Copy the data below word for word, line by line, without changing anything.

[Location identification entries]
--- START ---
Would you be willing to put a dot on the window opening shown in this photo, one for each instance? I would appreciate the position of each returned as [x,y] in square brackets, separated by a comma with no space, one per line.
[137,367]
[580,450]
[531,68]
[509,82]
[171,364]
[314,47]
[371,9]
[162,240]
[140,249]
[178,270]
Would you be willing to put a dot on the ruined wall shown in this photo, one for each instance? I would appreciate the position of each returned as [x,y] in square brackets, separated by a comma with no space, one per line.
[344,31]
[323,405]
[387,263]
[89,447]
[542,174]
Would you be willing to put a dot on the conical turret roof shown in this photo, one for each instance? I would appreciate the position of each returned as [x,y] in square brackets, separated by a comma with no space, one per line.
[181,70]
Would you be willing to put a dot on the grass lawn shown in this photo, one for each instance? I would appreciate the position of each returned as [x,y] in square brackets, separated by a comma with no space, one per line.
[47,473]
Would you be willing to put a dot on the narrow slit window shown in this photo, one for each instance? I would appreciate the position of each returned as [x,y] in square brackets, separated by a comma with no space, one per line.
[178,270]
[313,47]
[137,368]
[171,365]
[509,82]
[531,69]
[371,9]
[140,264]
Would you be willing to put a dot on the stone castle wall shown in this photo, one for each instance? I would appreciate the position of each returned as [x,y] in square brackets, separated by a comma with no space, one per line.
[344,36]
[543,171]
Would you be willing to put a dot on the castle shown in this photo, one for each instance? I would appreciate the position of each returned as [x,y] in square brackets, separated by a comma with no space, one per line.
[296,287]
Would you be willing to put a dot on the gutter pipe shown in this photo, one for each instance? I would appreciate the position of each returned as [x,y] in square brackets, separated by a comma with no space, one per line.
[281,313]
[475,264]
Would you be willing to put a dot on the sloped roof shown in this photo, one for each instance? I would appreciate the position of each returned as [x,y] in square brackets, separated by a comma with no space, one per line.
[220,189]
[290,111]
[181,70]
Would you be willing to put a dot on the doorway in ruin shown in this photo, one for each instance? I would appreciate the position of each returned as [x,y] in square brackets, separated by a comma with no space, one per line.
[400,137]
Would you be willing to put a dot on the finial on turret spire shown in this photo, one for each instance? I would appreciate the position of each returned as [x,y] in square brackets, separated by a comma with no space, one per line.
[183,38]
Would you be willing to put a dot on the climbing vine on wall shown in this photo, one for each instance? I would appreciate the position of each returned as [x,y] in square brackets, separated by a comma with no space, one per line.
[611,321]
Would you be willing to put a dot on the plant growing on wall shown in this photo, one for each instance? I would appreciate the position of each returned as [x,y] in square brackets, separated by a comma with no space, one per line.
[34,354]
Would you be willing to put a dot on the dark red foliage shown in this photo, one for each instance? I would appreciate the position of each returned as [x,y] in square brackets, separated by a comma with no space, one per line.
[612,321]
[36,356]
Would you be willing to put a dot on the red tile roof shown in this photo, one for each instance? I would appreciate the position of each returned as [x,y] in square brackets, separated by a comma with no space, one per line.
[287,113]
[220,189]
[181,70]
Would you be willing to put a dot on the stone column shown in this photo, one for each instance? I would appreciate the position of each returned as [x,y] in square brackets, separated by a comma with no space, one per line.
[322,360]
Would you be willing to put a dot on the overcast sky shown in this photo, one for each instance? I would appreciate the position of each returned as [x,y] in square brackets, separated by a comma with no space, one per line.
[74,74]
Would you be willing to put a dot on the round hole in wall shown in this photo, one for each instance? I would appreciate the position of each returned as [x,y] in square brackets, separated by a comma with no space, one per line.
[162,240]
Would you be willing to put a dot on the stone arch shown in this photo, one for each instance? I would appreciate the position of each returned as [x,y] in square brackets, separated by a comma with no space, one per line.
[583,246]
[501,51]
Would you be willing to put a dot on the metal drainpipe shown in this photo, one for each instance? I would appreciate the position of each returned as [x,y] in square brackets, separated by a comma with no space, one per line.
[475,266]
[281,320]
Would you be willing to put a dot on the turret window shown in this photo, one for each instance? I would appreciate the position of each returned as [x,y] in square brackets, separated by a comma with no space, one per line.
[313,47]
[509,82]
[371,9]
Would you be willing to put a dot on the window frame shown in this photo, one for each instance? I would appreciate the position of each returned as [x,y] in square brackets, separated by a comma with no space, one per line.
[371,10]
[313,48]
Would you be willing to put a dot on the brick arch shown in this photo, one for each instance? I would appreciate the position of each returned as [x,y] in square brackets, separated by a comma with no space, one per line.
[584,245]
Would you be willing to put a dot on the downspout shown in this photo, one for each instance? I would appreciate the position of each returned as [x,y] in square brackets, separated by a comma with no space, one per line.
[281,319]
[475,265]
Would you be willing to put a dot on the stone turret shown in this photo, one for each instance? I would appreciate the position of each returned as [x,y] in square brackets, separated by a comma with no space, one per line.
--- END ---
§ Final result
Would you be willing to put a dot on the window opening shown in this photo, one for each instance? I would appreciate the position of each returned as [x,y] in square brackets, separated by a comma with no space, one per line.
[137,367]
[580,450]
[531,68]
[509,82]
[171,364]
[314,47]
[371,9]
[162,240]
[140,249]
[178,270]
Would you be willing to put a dot on the ruined wall shown in this photo, one for each instance? I would appreciate the position of each returned as [x,y] in square brackets, separated by a comma with no space, one per line.
[344,31]
[323,405]
[387,263]
[89,447]
[542,174]
Would you be willing to put a dot on the conical turret roof shown in this photo, one for each instance? I would appreciate the position of each returned as [x,y] in square brackets, separated by a comma with no space, one per line.
[181,70]
Would you be willing to put a dot on the grass lawn shown in this photo, one for each instance? I would appreciate the position of each returned as [x,y] in square brackets, separated by a comma with no space, one per line.
[47,473]
Would you be willing to put a dot on the narrow slit window shown in this photo, one for each instance? I would appreciate the position of each returned as [x,y] in square brackets, separated by a comma with no space, one per line.
[178,270]
[313,47]
[137,368]
[171,365]
[509,82]
[531,69]
[371,9]
[140,264]
Would you be willing to put a dot on the stone castle wall shown in this photo, one for each instance? I would appreciate the position of each returned as [x,y] in square brackets, separated by a comma with no space, one per line.
[344,36]
[543,171]
Would you be willing to put a dot on the castle shown in this photo, one for each instance? I would appreciate the position of each returned as [x,y] in square brackets, separated by a comma with no space, one per line.
[296,287]
Would you be willing to put a dot on the gutter pipe shown in this photo, one for each instance? I would appreciate the position of each returned as [x,y] in square brackets, separated by a comma with no space, one per line.
[281,313]
[475,264]
Would you be willing to put a dot on the sloped roof shown in this photo, one for each instance? I would appreciate the position of each returned as [x,y] in square brackets, separated by a comma with no space, one per line.
[220,189]
[290,111]
[181,70]
Would you be willing to put a dot on the doorway in ruin shown in this photo, one for each instance? I would appreciate the position of each returned as [x,y] in square brackets, separated by a comma with no space, one per line.
[400,137]
Would you be willing to put a dot on the finial on turret spire shown in this photo, one for each instance? I would appreciate the position of each returned as [x,y] in square brackets, separated by a comma with no space, one per line.
[183,38]
Would you be willing to put a dot on the climbing vine on wall shown in this photo, one for each instance? I would appreciate the position of each returned as [x,y] in square brackets, separated by a comma with no space, one per line.
[611,321]
Would you be willing to put a dot on the plant growing on wall shown in this photo, one for each instance? I would appreciate the position of each returned as [x,y] in square brackets, separated by a comma with no space, one per line.
[34,354]
Would you be willing to put a dot on the dark red foliage shown in this photo, one for each instance? I would appreciate the position of each returned as [x,y] in square brackets, separated by a comma with no space, one per line.
[612,321]
[36,356]
Would you be willing to put a dot on the red tile roof shown in this photo, one for each instance? I would appreciate the position of each returned as [x,y] in square brackets, separated by a comma with no space, one per line.
[287,113]
[220,189]
[181,70]
Would you be willing to put a dot on the stone column shown in this photo, one for each instance? I would appreciate the position of each returned as [x,y] in square brackets, separated by a comma with no space, one per line.
[322,360]
Would you be willing to put a dot on the overcast sky shown in this photo, one for each instance? I would appreciate the position of each returned as [x,y] in square brackets, separated by a comma with no space, one per line.
[74,74]
Would you be willing to put a dot on the round hole in wall shown in this photo, one for each instance? I would appreciate the position of each returned as [x,y] in square brackets, separated by a comma with no space, one per line.
[162,240]
Would you be willing to put a dot on the stone arch shown in this photo, one for each instance? I would appreciate the position of each returned as [x,y] in square brackets, separated by a comma with no space, one per line.
[583,246]
[501,51]
Would you be willing to put a dot on the metal drainpipe shown in this photo, one for each instance? I would appreciate the position of each returned as [x,y] in square brackets, separated by a comma with no space, one per line.
[475,266]
[281,320]
Would you be willing to put a dot on the turret window shown in this photo, one for each instance? I would appreciate the position of each returned as [x,y] in square brackets, separated by a comma with no space, one per line.
[313,47]
[509,82]
[371,9]
Would you be willing to put a dot on the window frame shown in this photo, one for each instance? I would appreciate the position of each returned as [x,y] in square brackets, separated by a comma with no space, one per line.
[371,10]
[313,48]
Would you be willing to put a dot on the brick arch shown in this photo, one for each instance? I would appreciate the position of each returned as [x,y] in square brackets, separated by a comma with no space, one per line.
[584,245]
Would you be willing to put a dot on the downspout shown in this photo, one for each instance? I would appreciate the position of each returned as [x,y] in square brackets, separated by a comma with no space, one per line.
[281,319]
[475,265]
Would you be willing to put a dot on the stone turret shown in this photo, one for each instance? I would appreciate the position of each returned as [x,y] in square brackets, separated by a comma with no space, one per line.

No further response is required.